- Data shown
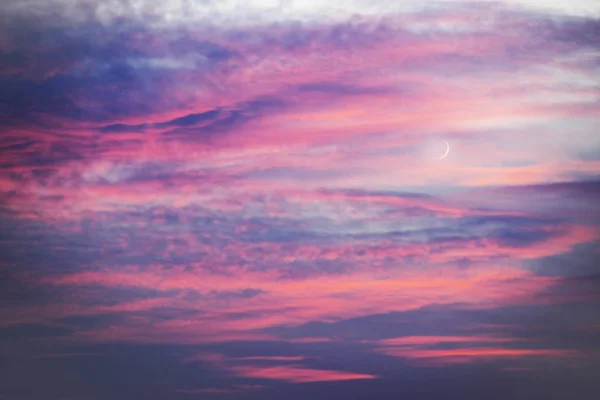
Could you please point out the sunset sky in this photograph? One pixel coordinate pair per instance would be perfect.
(219, 199)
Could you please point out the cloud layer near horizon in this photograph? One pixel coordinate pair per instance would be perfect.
(258, 191)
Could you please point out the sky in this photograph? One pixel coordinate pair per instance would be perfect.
(297, 199)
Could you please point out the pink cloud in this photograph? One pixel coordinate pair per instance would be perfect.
(296, 374)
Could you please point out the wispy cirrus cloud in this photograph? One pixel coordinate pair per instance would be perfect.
(257, 191)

- Given problem
Recast the data, starting at the line that contains "Could you please point out the pink" and continuing through the end of the data, as a two-column CSV with the headers input and output. Each row should hold one entry's text and the answer that follows it, each in its own quoted field, with any line breaks turned into spaces.

- Worked solution
input,output
"Could you please point out the pink cloud in this photograph? One pixel coordinate pair per instance would be perfect.","(296, 374)"
"Could you please point out the wispy cirrus cloud in this photograph? One pixel coordinate pair per instance would be perfect.","(257, 191)"